**ASSIGNMENT:** For each record that follows, write out an identical copy.

**TASK DATA:**
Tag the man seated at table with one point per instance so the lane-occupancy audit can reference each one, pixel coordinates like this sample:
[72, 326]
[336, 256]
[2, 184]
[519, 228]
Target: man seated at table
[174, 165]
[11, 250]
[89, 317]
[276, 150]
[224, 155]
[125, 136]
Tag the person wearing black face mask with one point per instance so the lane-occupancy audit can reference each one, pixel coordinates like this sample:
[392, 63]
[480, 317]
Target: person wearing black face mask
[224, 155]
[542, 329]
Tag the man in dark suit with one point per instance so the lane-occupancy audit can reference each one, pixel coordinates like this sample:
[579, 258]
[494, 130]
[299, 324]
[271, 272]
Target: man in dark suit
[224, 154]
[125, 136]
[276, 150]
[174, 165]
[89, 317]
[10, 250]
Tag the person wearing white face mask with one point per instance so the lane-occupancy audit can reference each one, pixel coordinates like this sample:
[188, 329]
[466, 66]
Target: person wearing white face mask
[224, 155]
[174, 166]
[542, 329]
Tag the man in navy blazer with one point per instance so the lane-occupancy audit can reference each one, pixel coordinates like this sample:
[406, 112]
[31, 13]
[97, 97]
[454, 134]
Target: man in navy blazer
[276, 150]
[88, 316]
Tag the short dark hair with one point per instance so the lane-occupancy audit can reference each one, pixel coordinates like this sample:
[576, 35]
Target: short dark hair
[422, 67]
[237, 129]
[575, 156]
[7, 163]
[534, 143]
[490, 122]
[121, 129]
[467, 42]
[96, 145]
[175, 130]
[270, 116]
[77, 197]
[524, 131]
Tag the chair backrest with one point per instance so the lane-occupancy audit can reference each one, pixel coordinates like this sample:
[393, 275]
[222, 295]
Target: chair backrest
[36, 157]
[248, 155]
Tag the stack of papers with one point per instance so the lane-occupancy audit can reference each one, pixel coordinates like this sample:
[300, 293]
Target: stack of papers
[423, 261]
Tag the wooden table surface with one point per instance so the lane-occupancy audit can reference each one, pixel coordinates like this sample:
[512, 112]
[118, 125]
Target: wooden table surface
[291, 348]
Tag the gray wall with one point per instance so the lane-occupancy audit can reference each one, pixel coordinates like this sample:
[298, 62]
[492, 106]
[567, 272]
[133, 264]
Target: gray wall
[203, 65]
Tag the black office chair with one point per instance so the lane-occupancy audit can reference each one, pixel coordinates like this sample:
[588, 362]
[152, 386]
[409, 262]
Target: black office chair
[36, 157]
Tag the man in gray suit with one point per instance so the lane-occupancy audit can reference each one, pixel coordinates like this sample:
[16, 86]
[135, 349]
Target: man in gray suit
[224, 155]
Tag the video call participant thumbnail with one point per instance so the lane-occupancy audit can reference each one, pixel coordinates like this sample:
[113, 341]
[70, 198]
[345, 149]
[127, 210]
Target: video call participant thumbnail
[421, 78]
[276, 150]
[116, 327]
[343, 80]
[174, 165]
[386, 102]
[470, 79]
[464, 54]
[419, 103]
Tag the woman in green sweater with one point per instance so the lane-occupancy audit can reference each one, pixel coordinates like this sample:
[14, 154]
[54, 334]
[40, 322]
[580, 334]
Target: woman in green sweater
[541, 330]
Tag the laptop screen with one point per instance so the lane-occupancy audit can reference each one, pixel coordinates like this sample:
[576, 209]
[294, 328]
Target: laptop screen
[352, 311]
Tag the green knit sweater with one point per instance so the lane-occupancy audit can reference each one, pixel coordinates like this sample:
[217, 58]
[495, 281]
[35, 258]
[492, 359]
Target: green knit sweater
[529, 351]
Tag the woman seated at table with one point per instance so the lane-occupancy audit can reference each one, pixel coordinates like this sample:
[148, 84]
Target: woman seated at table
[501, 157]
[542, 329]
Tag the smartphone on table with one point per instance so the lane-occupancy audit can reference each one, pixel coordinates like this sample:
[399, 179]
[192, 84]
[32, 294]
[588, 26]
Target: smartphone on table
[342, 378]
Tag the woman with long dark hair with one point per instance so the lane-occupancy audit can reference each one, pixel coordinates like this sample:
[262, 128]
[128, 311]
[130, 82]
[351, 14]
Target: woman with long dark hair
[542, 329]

**PROBLEM SOLUTION:**
Tag the man seated at table with one point per instance so the lane-occupancy audit can reference each one, pixel coordinates like this sample:
[72, 326]
[336, 256]
[2, 184]
[519, 228]
Target: man seated at table
[174, 165]
[11, 250]
[89, 317]
[276, 150]
[224, 155]
[125, 136]
Tag the person wearing black face mask with one point per instance so the lane-occupancy audit can reference each one, pixel coordinates like this sample:
[392, 63]
[480, 317]
Target: person wearing black face mask
[224, 155]
[542, 329]
Tag the man in dark suit with one point per instance so the lane-occupancy audit can reference each one, pixel coordinates like this sample:
[579, 258]
[494, 130]
[299, 324]
[271, 272]
Target: man in dark suit
[224, 154]
[125, 136]
[276, 150]
[174, 165]
[89, 317]
[10, 250]
Tag the person wearing white face mask with one point per instance so the lane-occupancy audit can reference each one, pixel coordinates like this sample:
[188, 329]
[466, 66]
Target: person wearing white face mask
[224, 155]
[174, 166]
[542, 329]
Tag the man in navy blazer with one point per instance so the lane-occupancy audit can reference each one, pixel coordinates like this sample:
[406, 112]
[31, 13]
[97, 97]
[454, 134]
Target: man in navy blazer
[276, 150]
[88, 316]
Tag the short dark hair with one point per instance so the lane-occupancy audit can reference each one, pixel coordinates like this sample:
[576, 35]
Target: short dark hair
[422, 67]
[237, 129]
[575, 156]
[7, 163]
[534, 143]
[490, 122]
[121, 129]
[467, 42]
[96, 145]
[175, 130]
[270, 116]
[77, 197]
[524, 131]
Tag the chair backrest with one point per instance so the lane-occupancy audit can reference each one, pixel coordinates like this sample:
[393, 275]
[222, 295]
Target: chair backrest
[36, 157]
[248, 155]
Tag the stack of papers with one point per instance so the lane-occupancy audit can reference each one, pixel coordinates like this sample:
[300, 293]
Target: stack of papers
[423, 261]
Tag the wooden table surface with one point per instance so the lane-occupancy audit can reference each one, pixel coordinates like this sample:
[512, 112]
[118, 125]
Target: wooden table surface
[291, 348]
Tag the gray wall with one point per instance so the lane-occupancy audit can reference each one, pixel coordinates like this sample:
[298, 62]
[492, 106]
[567, 272]
[133, 264]
Target: gray wall
[203, 65]
Tag the black office chair with one point per instance so the lane-occupancy audit can reference each one, pixel coordinates like this sample:
[588, 362]
[152, 386]
[409, 262]
Target: black office chair
[36, 157]
Tag the man in gray suit with one point per instance so the lane-occupancy audit can reference each one, pixel coordinates like this sample:
[16, 86]
[135, 349]
Target: man in gray suit
[224, 155]
Tag the video call participant thumbnail with one point per instance so the lane-occupancy audit can reference each one, pixel coordinates like this sample:
[113, 341]
[70, 198]
[345, 149]
[127, 210]
Target: video call participant thumbnail
[421, 78]
[276, 150]
[116, 327]
[343, 80]
[174, 165]
[386, 102]
[470, 79]
[464, 54]
[419, 103]
Tag the woman in green sweater with one point per instance so the lane-occupancy audit can reference each one, pixel coordinates like this sample:
[14, 154]
[54, 334]
[40, 322]
[580, 334]
Target: woman in green sweater
[541, 330]
Tag the laptop screen with one point per instance so the lane-occupancy audit can reference each one, pixel coordinates like this sample:
[576, 209]
[294, 328]
Target: laptop screen
[352, 311]
Tag the green knit sweater with one point per instance so the lane-occupancy audit can reference each one, pixel coordinates like this sample:
[217, 58]
[495, 281]
[35, 258]
[492, 359]
Target: green knit sweater
[529, 351]
Tag the woman seated at table with one point per instance so the lane-occupancy audit can reference each one, pixel coordinates like this sample:
[148, 84]
Target: woman seated at table
[501, 157]
[542, 329]
Tag the smartphone on table with one point per instance so the lane-occupancy audit can reference each one, pixel coordinates like this sample:
[399, 179]
[192, 84]
[32, 294]
[588, 26]
Target: smartphone on table
[342, 378]
Tag the woman with long dark hair with one point per instance so the lane-occupancy audit can reference each one, pixel coordinates like this sample:
[262, 128]
[128, 311]
[130, 82]
[351, 14]
Target: woman with long dark hair
[542, 329]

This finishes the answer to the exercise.